Cannabis italica, il re cambia discorso
Questa e altre vicende – come le sempre più vaste piantagioni delle cosche calabresi che alimentano il mercato della cannabis di strada – pongono con forza crescente il problema della legalizzazione controllata, con soluzioni praticabili bene illustrate nel volume della fondazione britannica Transform, «Dopo la guerra alla droga, un piano per la regolamentazione legale delle droghe» ( traduzione italiana per Ediesse del 2011).
Infatti, come si è detto e ridetto in questa rubrica, a parte gli abusi sconsiderati e le limitazioni ovvie (per es., non guidare dopo aver fumato), a ogni lancio terroristico sulla cannabis sono corrisposte autorevoli smentite, come quelle dello psichiatra David Nutt (pertanto espulso dall’organo consultivo per le droghe del governo britannico) e del neuropsicofarmacologo Leslie Iversen dell’università di Oxford (l’autore di «The Science of Marijuana», 2007, seconda edizione). Riguardo agli usi terapeutici, in molti paesi e stati degli Usa sono ormai disponibili vari derivati della cannabis, con varie indicazioni più o meno ufficialmente riconosciute. E da più parti si leva la richiesta di riconoscere anche l’uso terapeutico della cannabis fumata: per il suo basso costo, per l’integrità del «cocktail» di principi attivi, perché consente l’auto-taratura da parte dei soggetti della dose assunta, sino al raggiungimento di quella sufficiente per attenuare la sofferenza (dolore neuropatico, spasmi muscolari, malesseri da terapie oncologiche, etc). Tale autogestione si è sempre più estesa per esempio nell’impiego di oppiacei come analgesici: infatti essa massimizza l’efficacia e minimizza il rischio di effetti indesiderati (tolleranza, dipendenza e altro).

◆ **Dati**:

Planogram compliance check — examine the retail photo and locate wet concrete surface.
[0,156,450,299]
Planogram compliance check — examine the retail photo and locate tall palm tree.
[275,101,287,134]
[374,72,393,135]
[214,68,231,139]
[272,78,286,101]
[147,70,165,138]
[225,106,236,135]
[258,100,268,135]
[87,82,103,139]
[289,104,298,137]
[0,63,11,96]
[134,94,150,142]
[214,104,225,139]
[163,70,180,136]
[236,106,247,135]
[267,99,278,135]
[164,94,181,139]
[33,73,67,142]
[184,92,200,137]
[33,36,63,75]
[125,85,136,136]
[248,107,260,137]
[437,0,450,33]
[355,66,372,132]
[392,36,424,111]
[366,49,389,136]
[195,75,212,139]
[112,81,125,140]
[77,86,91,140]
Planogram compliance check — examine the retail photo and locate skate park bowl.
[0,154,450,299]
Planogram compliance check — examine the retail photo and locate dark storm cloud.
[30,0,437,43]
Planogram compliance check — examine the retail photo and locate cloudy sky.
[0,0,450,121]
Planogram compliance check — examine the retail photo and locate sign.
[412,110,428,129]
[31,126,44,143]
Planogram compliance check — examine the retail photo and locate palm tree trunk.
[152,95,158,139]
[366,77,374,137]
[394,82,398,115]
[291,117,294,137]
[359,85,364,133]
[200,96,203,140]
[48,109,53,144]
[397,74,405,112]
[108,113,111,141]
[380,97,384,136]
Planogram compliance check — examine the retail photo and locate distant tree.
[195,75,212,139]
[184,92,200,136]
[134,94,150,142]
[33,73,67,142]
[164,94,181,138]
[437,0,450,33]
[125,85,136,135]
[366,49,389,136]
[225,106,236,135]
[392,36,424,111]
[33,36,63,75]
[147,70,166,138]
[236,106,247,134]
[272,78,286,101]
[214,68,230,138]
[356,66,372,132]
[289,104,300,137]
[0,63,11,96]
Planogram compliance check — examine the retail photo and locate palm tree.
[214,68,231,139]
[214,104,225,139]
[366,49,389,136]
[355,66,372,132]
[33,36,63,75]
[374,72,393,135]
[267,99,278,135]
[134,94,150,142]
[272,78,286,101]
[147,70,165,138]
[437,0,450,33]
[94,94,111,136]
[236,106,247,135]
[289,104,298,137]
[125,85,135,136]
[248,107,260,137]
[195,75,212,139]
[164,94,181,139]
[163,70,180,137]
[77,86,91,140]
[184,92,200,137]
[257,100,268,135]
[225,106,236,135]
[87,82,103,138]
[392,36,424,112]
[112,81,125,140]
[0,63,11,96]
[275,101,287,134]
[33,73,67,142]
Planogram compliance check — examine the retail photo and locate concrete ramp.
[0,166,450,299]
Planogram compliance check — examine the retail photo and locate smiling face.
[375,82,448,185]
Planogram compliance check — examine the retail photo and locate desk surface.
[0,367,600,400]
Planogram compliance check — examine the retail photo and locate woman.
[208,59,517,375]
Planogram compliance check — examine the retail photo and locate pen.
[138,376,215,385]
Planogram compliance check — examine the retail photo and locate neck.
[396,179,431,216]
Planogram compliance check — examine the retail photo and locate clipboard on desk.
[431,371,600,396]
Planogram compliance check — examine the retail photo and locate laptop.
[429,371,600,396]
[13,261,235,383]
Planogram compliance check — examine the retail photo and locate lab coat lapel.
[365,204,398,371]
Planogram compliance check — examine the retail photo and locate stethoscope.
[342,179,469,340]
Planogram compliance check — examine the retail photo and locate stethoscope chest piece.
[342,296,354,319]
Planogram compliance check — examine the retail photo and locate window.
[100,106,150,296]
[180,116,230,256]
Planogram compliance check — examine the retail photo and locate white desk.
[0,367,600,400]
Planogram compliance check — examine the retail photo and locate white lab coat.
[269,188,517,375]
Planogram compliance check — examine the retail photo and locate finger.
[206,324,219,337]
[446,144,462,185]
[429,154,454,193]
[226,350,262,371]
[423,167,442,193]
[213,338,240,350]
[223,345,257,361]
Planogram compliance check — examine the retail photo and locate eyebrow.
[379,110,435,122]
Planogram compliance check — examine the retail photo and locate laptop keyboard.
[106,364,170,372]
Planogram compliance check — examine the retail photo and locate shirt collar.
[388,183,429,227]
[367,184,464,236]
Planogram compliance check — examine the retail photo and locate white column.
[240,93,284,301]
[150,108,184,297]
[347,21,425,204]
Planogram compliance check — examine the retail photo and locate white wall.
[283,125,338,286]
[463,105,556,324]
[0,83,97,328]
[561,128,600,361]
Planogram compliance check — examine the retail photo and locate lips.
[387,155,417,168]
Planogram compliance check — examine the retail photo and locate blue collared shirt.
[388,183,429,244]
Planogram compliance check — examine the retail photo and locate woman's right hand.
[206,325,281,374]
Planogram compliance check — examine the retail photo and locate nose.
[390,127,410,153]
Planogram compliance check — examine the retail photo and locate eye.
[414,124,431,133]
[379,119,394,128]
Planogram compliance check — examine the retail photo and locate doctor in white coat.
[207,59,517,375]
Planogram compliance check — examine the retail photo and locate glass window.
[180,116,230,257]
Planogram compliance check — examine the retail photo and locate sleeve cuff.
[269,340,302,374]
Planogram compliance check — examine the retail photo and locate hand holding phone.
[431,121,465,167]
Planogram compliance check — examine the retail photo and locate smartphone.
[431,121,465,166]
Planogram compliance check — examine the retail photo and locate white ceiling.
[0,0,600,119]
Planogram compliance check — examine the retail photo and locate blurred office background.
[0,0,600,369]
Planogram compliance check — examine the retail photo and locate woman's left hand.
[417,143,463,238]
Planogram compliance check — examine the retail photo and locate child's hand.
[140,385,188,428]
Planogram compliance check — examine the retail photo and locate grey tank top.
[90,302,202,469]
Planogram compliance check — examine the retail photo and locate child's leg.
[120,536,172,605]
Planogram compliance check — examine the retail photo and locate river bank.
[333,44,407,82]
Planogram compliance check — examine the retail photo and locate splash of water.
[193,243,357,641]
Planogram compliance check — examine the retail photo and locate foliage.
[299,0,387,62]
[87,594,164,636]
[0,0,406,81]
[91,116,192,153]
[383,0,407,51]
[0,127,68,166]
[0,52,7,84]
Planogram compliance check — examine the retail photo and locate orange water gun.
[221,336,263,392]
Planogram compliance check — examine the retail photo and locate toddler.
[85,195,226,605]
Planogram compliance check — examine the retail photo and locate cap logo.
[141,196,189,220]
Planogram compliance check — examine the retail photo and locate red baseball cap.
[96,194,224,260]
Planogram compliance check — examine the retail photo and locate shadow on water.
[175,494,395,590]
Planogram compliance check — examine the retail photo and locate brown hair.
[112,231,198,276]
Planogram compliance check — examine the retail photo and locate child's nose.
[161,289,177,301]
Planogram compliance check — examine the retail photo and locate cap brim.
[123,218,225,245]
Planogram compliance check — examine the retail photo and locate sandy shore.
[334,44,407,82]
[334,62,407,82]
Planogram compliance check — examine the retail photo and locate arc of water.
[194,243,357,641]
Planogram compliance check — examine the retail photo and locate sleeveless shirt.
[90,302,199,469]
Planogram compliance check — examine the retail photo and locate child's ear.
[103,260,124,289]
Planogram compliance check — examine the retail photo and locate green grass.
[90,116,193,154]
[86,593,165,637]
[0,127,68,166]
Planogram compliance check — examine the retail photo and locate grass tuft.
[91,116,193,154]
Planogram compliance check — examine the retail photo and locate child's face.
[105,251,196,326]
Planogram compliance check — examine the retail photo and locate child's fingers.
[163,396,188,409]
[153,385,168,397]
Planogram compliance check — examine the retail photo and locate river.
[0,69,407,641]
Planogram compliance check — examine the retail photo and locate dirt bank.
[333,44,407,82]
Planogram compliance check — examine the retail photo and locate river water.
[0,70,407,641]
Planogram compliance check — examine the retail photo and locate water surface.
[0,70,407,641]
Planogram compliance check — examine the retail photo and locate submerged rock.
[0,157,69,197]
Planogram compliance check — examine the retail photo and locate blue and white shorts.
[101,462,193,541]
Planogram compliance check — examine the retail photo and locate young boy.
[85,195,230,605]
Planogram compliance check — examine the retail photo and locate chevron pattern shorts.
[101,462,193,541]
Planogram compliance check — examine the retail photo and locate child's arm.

◆ **Azioni richieste**:
(1) Cita alla lettera il passo del testo sulla cannabis che si apre con le parole contenenti "Cannabis italica, il" e termina con "Ediesse del 2011).".
(2) Estendi il testo sulla cannabis, riprendendo subito dopo la sua ultima frase.

◆ **Elenco risposte**:
(1)
Cannabis italica, il re cambia discorso
Questa e altre vicende – come le sempre più vaste piantagioni delle cosche calabresi che alimentano il mercato della cannabis di strada – pongono con forza crescente il problema della legalizzazione controllata, con soluzioni praticabili bene illustrate nel volume della fondazione britannica Transform, «Dopo la guerra alla droga, un piano per la regolamentazione legale delle droghe» ( traduzione italiana per Ediesse del 2011).

(2)
Ma in Italia no e poi ancora no: dopo il decreto Balduzzi, che ha inserito la cannabis nella Tabella 2 delle sostanze ammesse agli usi medici, si è registrato il (costoso) Sativex: ma con l’unica indicazione degli spasmi muscolari nella sclerosi multipla, purchè non controllabili con altre terapie; e con tali e tanti controlli e restrizioni (schedatura compresa) da rendere l’accesso assai arduo, e inoltre assai rischiosa per medici e pazienti la prescrizione off label (cioè fuori dalle indicazioni ufficiali, una prassi lecita e assai diffusa per molti farmaci e dispositivi medici).
Intanto le novità non mancano. Nel Regno Unito, studi recenti (Int. J. Drug Policy, 15.07.13, doi: 10.1016/j.drugpo 2013.05.016) mostrano che la frequenza dei ricoveri per crisi psicotiche da cannabis (in genere da overdose) è stata più bassa nel periodo in cui la sostanza era stata inserita nella tabella C, tra le sostanze meno pericolose, soggetta a minore penalizzazione; rispetto al successivo periodo in cui è stata riclassificata in tabella B, con più severe punizioni per i consumatori. Si dimostra cioè che la proibizione meno severa, mentre non fa crescere il numero totale dei consumatori, riduce i casi di abuso. Altri lavori, per i cui dettagli manca lo spazio, suggeriscono che la cannabis attenui vari deficit (cognitivi e altri) in soggetti psicotici, bambini e adolescenti compresi. Insomma, l’italica guerra alla cannabis sta proprio diventando una brutta favola, come il Cavallo di bronzo di Capuana: «Ma quello (il re) cambiava discorso: da quell’orecchio non ci sentiva».